== Data for processing ==

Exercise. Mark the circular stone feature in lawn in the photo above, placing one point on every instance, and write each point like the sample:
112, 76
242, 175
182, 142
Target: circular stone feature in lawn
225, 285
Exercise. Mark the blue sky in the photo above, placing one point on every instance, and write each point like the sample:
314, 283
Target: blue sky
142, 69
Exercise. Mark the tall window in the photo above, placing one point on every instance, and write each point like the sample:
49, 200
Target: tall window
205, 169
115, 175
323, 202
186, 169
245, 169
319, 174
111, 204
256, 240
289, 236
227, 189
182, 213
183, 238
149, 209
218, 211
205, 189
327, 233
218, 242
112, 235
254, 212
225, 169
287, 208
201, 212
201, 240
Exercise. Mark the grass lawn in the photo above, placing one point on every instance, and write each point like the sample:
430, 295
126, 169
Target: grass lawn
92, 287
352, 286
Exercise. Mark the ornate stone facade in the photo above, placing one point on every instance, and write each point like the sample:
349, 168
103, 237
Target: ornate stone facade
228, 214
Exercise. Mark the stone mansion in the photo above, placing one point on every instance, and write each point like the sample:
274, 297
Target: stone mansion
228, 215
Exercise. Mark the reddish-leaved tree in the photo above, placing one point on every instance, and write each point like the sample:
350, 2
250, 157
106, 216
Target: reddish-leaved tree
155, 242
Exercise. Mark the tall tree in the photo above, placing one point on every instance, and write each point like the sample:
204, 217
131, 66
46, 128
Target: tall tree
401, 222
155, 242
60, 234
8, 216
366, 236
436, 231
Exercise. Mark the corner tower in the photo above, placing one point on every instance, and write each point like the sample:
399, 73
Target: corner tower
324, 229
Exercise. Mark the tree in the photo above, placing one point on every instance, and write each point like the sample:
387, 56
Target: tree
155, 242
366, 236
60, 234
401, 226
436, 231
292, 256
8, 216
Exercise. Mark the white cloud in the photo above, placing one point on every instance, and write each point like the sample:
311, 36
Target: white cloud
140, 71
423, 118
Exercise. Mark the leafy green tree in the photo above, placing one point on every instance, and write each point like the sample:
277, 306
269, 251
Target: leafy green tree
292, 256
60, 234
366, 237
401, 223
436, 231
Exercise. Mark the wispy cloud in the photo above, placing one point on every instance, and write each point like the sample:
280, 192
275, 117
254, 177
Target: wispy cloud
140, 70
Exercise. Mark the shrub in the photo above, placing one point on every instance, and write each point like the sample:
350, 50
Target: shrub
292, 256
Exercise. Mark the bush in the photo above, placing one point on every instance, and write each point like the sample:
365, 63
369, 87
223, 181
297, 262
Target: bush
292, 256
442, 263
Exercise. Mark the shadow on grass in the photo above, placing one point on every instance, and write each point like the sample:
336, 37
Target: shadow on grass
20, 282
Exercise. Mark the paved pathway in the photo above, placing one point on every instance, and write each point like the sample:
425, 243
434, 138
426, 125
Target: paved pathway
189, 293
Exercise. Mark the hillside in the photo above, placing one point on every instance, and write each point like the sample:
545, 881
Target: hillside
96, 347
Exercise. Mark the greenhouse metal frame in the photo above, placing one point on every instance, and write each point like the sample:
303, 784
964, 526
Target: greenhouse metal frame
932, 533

===

Everything in the listing above should be restated exactly.

Exercise. Mark the circular stone feature in lawn in the photo above, placing one point on every instance, and write each point like the sample:
112, 76
242, 175
182, 142
Target: circular stone feature in lawn
225, 285
Exercise. Mark the blue sky in the photo above, placing one point on every instance, and write each point like the sample:
314, 283
Target: blue sky
142, 69
Exercise. Mark the tall window in the photo above, placing one point on every instance, and write each point like the sample:
49, 200
Target: tall window
205, 169
115, 175
323, 202
186, 169
245, 169
319, 174
111, 204
256, 240
289, 236
227, 189
182, 213
183, 238
149, 209
218, 211
205, 189
327, 233
218, 242
112, 235
254, 212
225, 169
287, 208
201, 212
201, 240
Exercise. Mark the grass lawn in the photo above, placing one point on every instance, and write each point like the sample:
430, 295
126, 169
Target: grass lawn
92, 287
352, 286
Exercise. Mark the ornate stone facade in the photo above, placing one point on every instance, and write each point like the sample:
349, 168
103, 237
Target: ornate stone facade
228, 214
Exercise. Mark the stone mansion in the photo above, placing one point on every instance, and write each point like the sample:
274, 297
Target: stone mansion
228, 215
Exercise. Mark the reddish-leaved tree in the photo above, placing one point on every instance, and write each point like the sample:
350, 2
250, 157
106, 216
Target: reddish-leaved tree
155, 242
Exercise. Mark the tall tree in the photo above, placing one point on every instance, and write each point like the sample:
204, 217
131, 66
46, 128
Target: tall tree
401, 222
155, 242
60, 234
8, 216
366, 236
436, 231
Exercise. Mark the corner tower in the photo above, placing one point on every instance, and write each point like the sample:
399, 73
Target: corner tower
324, 229
Exercise. Mark the tree in the photo above, placing one point on every instance, and write each point like the sample:
387, 56
Target: tree
155, 242
366, 236
60, 234
401, 226
436, 231
292, 256
8, 216
Exercise. Mark the white cloud in the photo above, placing one point on every instance, and write each point like the sample:
311, 36
Target: white cloud
140, 71
423, 118
Exercise. Mark the leafy green tree in the photo above, placing one point on every instance, and write each point like the sample:
277, 306
269, 251
Target: leafy green tree
292, 256
60, 234
366, 237
401, 223
436, 231
Exercise. Mark the wispy cloud in the photo above, placing one point on every instance, and write each point like the sample:
280, 192
275, 117
254, 177
Target: wispy cloud
140, 70
Exercise. Mark the shrub in the photo above, placing one point on every instance, and write each point like the sample:
350, 50
Target: shrub
292, 256
Exercise. Mark the bush in the photo above, placing one point on every instance, and write each point like the sample:
365, 63
369, 87
223, 181
297, 262
Target: bush
292, 256
442, 263
Exercise. Mark the shadow on grass in the photo above, placing one point on every instance, and write each point like the sample:
336, 37
Target: shadow on grass
20, 282
Exercise. Mark the paved pathway in the photo above, placing one point on every instance, and write each point like the sample:
425, 243
434, 138
426, 125
Target: paved pathway
189, 293
Exercise. Mark the hillside in the photo above, placing one point on every instance, and write each point like the sample:
545, 881
Target: hillside
96, 347
Exercise. Mark the greenhouse metal frame in the photo above, placing one point on every instance, and write each point like the sample:
303, 784
964, 526
Target: greenhouse metal frame
932, 533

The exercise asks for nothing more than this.